Your objective ::
Edit the records below by replacing every occurrence of "Inline example from docs" with "Sample from the documentation", and leave all other text as it is.

Stored dataset items:
------------------------
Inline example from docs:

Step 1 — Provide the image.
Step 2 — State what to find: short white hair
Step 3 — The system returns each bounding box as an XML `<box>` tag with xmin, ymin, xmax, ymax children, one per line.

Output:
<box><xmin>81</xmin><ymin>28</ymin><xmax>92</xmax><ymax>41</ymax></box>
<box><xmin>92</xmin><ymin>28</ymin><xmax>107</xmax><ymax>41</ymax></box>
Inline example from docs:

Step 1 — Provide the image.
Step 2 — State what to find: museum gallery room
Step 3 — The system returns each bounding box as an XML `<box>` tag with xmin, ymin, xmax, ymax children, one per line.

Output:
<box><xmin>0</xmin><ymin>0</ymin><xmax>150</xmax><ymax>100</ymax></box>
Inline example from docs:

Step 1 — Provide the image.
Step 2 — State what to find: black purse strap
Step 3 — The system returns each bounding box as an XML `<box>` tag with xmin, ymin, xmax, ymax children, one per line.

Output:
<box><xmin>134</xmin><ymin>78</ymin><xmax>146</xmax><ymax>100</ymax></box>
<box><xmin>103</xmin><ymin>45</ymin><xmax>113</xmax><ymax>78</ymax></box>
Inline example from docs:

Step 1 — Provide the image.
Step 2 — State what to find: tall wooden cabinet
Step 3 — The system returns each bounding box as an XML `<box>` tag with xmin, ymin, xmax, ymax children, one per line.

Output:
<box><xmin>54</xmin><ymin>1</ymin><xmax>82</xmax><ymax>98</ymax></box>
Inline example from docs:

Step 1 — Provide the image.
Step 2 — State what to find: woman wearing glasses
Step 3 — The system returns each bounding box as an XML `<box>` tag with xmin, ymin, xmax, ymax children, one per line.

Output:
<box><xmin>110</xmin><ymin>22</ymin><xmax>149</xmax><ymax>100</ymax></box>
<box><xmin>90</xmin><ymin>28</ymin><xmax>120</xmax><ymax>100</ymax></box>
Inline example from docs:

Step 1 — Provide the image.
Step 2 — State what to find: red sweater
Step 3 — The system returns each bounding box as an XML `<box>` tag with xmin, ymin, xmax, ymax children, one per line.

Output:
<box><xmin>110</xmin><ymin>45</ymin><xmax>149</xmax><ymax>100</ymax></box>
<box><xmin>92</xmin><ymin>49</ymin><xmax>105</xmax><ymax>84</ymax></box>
------------------------
Written answer ::
Sample from the documentation:

Step 1 — Provide the image.
Step 2 — State what to find: short white hair
Step 3 — The system returns each bounding box as an XML `<box>` tag with xmin, ymin, xmax, ymax children, one per line.

Output:
<box><xmin>81</xmin><ymin>28</ymin><xmax>92</xmax><ymax>41</ymax></box>
<box><xmin>92</xmin><ymin>28</ymin><xmax>107</xmax><ymax>41</ymax></box>
Sample from the documentation:

Step 1 — Provide the image.
Step 2 — State what to find: museum gallery room
Step 3 — The system returns each bounding box as an XML `<box>` tag with xmin, ymin, xmax, ymax children, one per line.

Output:
<box><xmin>0</xmin><ymin>0</ymin><xmax>150</xmax><ymax>100</ymax></box>
Sample from the documentation:

Step 1 — Provide the image.
Step 2 — State what to find: black purse strap
Step 3 — The system returns each bounding box as an XML `<box>` tag with xmin, ymin, xmax, ymax children, one per line.

Output:
<box><xmin>134</xmin><ymin>78</ymin><xmax>146</xmax><ymax>100</ymax></box>
<box><xmin>103</xmin><ymin>45</ymin><xmax>113</xmax><ymax>78</ymax></box>
Sample from the documentation:

Step 1 — Provide the image.
Step 2 — State what to find: tall wooden cabinet
Step 3 — The system returns each bounding box as an XML `<box>` tag with xmin, ymin, xmax, ymax children, one per line.

Output:
<box><xmin>54</xmin><ymin>1</ymin><xmax>82</xmax><ymax>98</ymax></box>
Sample from the documentation:

Step 1 — Provide the image.
Step 2 — State what to find: woman wearing glasses
Step 3 — The system returns each bounding box as an XML `<box>` tag with xmin, ymin, xmax, ymax children, one per line.

Output:
<box><xmin>110</xmin><ymin>22</ymin><xmax>149</xmax><ymax>100</ymax></box>
<box><xmin>90</xmin><ymin>28</ymin><xmax>120</xmax><ymax>100</ymax></box>
Sample from the documentation:

Step 1 — Provide the image.
Step 2 — State what to find: red sweater
Step 3 — The system returns each bounding box as an XML `<box>` tag with xmin, ymin, xmax, ymax children, one per line.

Output:
<box><xmin>110</xmin><ymin>45</ymin><xmax>149</xmax><ymax>100</ymax></box>
<box><xmin>92</xmin><ymin>49</ymin><xmax>105</xmax><ymax>84</ymax></box>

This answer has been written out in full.